(Text block begins)

The governor and officials said there continued to be good news on the state’s COVID-19 response, as it continues to meet most gating criteria.
Because of this, New Mexico will allow some youth sports practices to go forward as the state continues to slowly lift restrictions throughout the state beginning Friday.
The state will also allow camping at state parks, for New Mexico residents, at the beginning of October.
In both cases, the prohibition on gatherings of more than ten people stays in place. And in the case of youth sports, there will be no competitive games or contact allowed.
The state will also allow ice skating rinks for hockey and figure skating lessons and groups to reopen for ten or fewer mask-wearing individuals, and for swimming pools to open with ten or fewer people. Masks will not be required for those in pools.
Looking ahead to the fall, the state will also allow pick-your-own pumpkin patches and issue guidance and COVID-safe practices for places like corn mazes and haunted houses.
Gov. Michelle Lujan Grisham praised New Mexicans for making the changes needed to allow the state to ease restrictions or, as the governor has consistently said over the past few months, introduce more risk.

(Text block ends)
(Data extracts begins)

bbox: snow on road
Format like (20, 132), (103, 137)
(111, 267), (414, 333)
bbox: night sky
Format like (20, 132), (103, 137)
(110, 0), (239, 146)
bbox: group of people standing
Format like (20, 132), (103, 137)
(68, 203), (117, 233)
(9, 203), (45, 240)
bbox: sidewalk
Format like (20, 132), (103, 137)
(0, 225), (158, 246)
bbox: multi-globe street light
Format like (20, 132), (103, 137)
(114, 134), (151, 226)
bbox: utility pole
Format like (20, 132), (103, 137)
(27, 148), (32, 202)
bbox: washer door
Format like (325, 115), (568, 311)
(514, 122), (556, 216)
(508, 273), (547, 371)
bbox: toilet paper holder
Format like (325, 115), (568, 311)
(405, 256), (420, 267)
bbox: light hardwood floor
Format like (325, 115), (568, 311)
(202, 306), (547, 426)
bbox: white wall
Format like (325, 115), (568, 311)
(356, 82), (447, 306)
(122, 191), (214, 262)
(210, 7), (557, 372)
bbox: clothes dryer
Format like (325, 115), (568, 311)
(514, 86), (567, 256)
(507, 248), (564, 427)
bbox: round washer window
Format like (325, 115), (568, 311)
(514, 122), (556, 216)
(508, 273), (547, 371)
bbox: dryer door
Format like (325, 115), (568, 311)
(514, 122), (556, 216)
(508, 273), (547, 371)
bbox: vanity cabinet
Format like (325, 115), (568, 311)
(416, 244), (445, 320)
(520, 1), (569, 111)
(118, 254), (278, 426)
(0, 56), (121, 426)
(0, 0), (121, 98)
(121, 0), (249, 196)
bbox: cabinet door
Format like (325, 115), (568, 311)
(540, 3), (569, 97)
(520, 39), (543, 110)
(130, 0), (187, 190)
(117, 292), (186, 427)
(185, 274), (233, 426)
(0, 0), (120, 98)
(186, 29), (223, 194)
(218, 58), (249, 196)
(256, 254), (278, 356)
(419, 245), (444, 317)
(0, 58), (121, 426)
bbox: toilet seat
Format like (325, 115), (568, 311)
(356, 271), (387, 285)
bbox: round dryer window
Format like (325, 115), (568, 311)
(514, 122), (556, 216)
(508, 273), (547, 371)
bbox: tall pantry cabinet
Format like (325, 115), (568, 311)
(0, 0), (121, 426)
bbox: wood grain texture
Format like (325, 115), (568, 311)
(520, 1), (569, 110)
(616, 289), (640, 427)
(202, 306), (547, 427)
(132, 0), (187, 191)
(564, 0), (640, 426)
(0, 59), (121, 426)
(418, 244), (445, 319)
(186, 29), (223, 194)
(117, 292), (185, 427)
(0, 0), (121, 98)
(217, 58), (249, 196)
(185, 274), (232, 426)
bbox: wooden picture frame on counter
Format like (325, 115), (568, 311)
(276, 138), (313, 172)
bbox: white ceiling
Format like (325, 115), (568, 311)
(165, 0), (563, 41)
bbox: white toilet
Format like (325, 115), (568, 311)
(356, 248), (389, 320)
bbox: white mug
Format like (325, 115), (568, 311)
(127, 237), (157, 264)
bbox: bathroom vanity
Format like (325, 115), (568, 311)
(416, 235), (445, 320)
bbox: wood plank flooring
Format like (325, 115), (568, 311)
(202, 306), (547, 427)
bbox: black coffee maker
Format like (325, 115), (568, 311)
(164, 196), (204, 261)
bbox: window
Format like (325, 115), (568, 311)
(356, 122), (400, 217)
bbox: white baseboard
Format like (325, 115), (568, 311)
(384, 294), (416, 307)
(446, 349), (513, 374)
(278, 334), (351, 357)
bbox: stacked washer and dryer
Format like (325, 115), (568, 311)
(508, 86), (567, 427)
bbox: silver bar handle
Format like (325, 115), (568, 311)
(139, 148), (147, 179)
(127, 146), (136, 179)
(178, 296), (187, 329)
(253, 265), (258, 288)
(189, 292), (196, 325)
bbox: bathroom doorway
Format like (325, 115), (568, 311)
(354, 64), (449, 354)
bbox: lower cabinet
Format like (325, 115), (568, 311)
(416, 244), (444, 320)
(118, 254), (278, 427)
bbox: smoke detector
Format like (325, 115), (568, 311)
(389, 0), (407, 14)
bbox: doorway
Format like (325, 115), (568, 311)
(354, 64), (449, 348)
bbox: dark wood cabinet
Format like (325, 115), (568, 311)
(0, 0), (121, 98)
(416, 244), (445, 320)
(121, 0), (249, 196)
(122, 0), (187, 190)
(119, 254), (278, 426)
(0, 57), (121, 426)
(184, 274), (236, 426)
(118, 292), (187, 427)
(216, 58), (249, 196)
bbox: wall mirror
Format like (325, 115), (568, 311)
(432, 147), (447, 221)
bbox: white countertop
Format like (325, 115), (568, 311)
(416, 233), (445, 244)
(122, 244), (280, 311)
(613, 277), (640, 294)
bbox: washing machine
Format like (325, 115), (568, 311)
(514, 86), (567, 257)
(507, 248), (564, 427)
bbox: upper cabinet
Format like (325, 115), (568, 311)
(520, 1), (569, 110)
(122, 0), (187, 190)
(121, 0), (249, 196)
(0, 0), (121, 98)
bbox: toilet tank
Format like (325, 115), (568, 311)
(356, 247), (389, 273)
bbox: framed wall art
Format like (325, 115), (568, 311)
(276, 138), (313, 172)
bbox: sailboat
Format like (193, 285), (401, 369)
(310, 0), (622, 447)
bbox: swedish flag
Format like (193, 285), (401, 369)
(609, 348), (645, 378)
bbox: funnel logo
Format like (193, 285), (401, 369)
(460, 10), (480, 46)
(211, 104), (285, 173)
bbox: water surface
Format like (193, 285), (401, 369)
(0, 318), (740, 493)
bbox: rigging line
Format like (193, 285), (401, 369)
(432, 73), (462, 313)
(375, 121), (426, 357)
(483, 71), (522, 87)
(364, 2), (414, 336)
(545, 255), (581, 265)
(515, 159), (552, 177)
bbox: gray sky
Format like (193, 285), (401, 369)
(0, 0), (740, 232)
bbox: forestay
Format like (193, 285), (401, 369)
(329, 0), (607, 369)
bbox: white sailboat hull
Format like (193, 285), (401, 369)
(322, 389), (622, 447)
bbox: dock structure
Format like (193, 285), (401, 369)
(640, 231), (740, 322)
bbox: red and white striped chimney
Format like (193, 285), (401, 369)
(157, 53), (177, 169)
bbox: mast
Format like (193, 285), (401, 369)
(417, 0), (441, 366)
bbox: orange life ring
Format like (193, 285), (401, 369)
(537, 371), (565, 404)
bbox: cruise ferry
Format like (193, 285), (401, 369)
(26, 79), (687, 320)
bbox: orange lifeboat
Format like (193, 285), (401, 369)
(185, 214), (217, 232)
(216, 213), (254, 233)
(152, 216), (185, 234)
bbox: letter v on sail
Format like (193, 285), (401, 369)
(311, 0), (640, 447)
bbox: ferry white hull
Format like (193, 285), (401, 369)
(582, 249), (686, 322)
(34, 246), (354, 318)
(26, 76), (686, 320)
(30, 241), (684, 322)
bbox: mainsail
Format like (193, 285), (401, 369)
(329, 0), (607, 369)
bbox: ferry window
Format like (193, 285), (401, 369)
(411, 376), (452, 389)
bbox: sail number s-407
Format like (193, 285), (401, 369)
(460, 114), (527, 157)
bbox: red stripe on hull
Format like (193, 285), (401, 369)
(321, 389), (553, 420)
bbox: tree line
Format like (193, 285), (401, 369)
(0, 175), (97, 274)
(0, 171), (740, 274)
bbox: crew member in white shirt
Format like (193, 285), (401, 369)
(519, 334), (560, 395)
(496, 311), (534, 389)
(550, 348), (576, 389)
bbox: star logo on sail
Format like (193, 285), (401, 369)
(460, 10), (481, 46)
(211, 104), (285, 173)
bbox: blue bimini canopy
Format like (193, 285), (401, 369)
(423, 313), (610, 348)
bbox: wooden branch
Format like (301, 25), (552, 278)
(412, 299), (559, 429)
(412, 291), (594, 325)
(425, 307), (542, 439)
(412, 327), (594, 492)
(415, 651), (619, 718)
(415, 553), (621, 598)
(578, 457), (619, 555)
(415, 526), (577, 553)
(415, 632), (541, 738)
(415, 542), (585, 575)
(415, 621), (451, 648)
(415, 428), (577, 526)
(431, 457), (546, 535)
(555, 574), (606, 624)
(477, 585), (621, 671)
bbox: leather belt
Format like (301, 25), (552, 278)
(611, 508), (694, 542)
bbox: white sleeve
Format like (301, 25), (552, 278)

(Data extracts ends)

▶ [Complete the following]:
1. Print the stretch of the New Mexico reopening text from "The state will also allow camping" through "those in pools.", word for word.
2. Please carry on the New Mexico reopening text, picking up after its last sentence.

▶ [Responses by task]:
1.
The state will also allow camping at state parks, for New Mexico residents, at the beginning of October.
In both cases, the prohibition on gatherings of more than ten people stays in place. And in the case of youth sports, there will be no competitive games or contact allowed.
The state will also allow ice skating rinks for hockey and figure skating lessons and groups to reopen for ten or fewer mask-wearing individuals, and for swimming pools to open with ten or fewer people. Masks will not be required for those in pools.

2.
“When we’ve got to be tough and strong and we have to tackle difficult issues, we do that,” the governor said of New Mexico residents.
The governor said her focus remained on keeping schools open to as much in-person learning as possible, and to eventually moving to full in-person learning. Many school districts have opted for remote learning through the end of the semester, while some have already started a hybrid model that allows for some in-person instruction, including Rio Rancho Public Schools, the largest school district with in-person learning.
Some counties have not qualified, because of high rates of COVID-19 infections, to allow districts and charter schools within their borders to qualify for a hybrid model.
But, overall, the governor said the hybrid model wasn’t the ultimate goal.
“The goal is not to have hybrid models,” Lujan Girsham said. “The goal is to be able to manage COVID in a way that we can have K-5 as an example where you can still have social distancing and have all of our kids go back. We’re not there yet.”
New Mexico isn’t following the lead of some other states, which have had more reopening despite worse COVID-19 per capita numbers than the state, for a number of reasons.
Lujan Grisham noted that New Mexicans have more chronic conditions per capita and are “sicker” than those in other states.
Also, the governor said, New Mexico has fewer healthcare resources than other states.
She also noted that even those who are asymptomatic and recover without hospitalization could have other issues from COVID, like scarring of lungs.
“We want the same kind of opportunities,” Lujan Grisham said. “We want economic success and opportunity. We want our kids to go to school safely.”
And, she said, it takes longer than just a snapshot to determine the impacts of previous reopenings.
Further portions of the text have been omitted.